Data to examine –
※
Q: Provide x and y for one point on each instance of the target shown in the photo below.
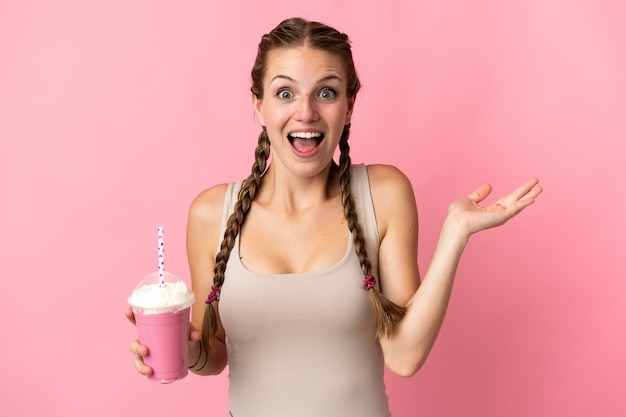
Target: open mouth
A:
(305, 141)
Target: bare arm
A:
(408, 348)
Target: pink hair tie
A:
(369, 282)
(214, 295)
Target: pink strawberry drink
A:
(161, 306)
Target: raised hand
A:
(472, 217)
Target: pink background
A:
(115, 114)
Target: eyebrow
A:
(320, 81)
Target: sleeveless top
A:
(304, 344)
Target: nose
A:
(307, 110)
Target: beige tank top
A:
(304, 345)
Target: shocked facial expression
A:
(304, 107)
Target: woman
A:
(315, 285)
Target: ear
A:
(256, 103)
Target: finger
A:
(480, 193)
(527, 191)
(141, 367)
(138, 349)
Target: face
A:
(304, 108)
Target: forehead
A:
(303, 63)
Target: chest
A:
(287, 244)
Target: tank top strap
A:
(364, 206)
(230, 199)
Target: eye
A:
(284, 94)
(327, 93)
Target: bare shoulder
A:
(387, 176)
(391, 189)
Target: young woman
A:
(306, 272)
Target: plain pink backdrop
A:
(115, 114)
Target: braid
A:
(387, 313)
(233, 227)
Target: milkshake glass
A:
(161, 305)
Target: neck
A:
(294, 193)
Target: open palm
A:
(473, 217)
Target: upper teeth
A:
(306, 135)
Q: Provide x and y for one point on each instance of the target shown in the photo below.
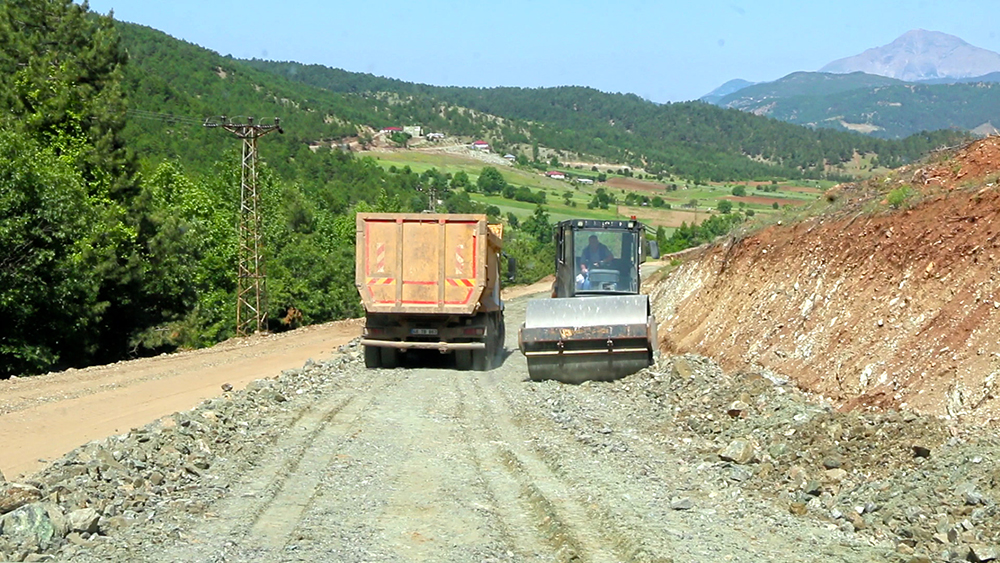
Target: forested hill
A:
(690, 139)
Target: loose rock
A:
(738, 451)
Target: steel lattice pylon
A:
(251, 276)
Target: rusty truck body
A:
(430, 281)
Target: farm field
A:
(683, 208)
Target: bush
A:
(899, 196)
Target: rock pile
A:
(929, 488)
(141, 478)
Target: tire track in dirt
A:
(271, 498)
(530, 527)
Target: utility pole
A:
(251, 278)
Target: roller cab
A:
(597, 326)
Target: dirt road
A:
(432, 464)
(42, 418)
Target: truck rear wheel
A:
(373, 357)
(463, 359)
(481, 360)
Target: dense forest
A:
(894, 109)
(691, 139)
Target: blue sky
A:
(663, 51)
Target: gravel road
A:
(334, 462)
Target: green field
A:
(708, 196)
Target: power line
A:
(164, 117)
(251, 278)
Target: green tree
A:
(401, 139)
(538, 225)
(53, 240)
(490, 181)
(459, 180)
(60, 83)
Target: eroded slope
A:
(892, 308)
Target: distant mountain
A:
(754, 97)
(921, 55)
(726, 89)
(889, 111)
(991, 77)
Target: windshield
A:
(605, 261)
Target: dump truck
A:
(596, 326)
(430, 281)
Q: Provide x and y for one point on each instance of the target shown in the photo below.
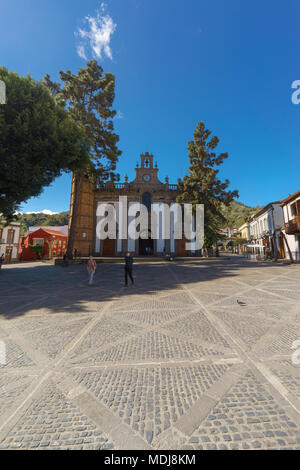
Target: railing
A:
(292, 226)
(113, 187)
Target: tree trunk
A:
(288, 247)
(74, 214)
(275, 249)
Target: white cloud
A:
(97, 35)
(81, 51)
(45, 211)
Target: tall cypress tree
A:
(89, 96)
(201, 185)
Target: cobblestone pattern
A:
(11, 387)
(247, 328)
(15, 356)
(247, 417)
(196, 326)
(150, 317)
(289, 375)
(150, 356)
(152, 346)
(283, 343)
(53, 422)
(150, 399)
(104, 334)
(53, 340)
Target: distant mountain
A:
(42, 219)
(45, 211)
(238, 213)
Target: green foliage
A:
(237, 213)
(202, 186)
(239, 241)
(42, 220)
(88, 96)
(39, 140)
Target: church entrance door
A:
(108, 247)
(146, 246)
(181, 251)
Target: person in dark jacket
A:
(128, 268)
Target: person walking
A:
(128, 268)
(91, 268)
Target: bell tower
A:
(147, 160)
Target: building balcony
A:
(293, 225)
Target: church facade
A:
(147, 189)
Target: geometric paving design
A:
(196, 326)
(54, 422)
(152, 345)
(151, 399)
(173, 362)
(243, 417)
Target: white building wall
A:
(16, 226)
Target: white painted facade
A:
(290, 209)
(9, 240)
(263, 227)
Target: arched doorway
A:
(108, 247)
(146, 245)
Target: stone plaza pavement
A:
※
Exercise objective – Nothing but a number belongs in the answer, namely how many lines above include "white".

Your solution – 3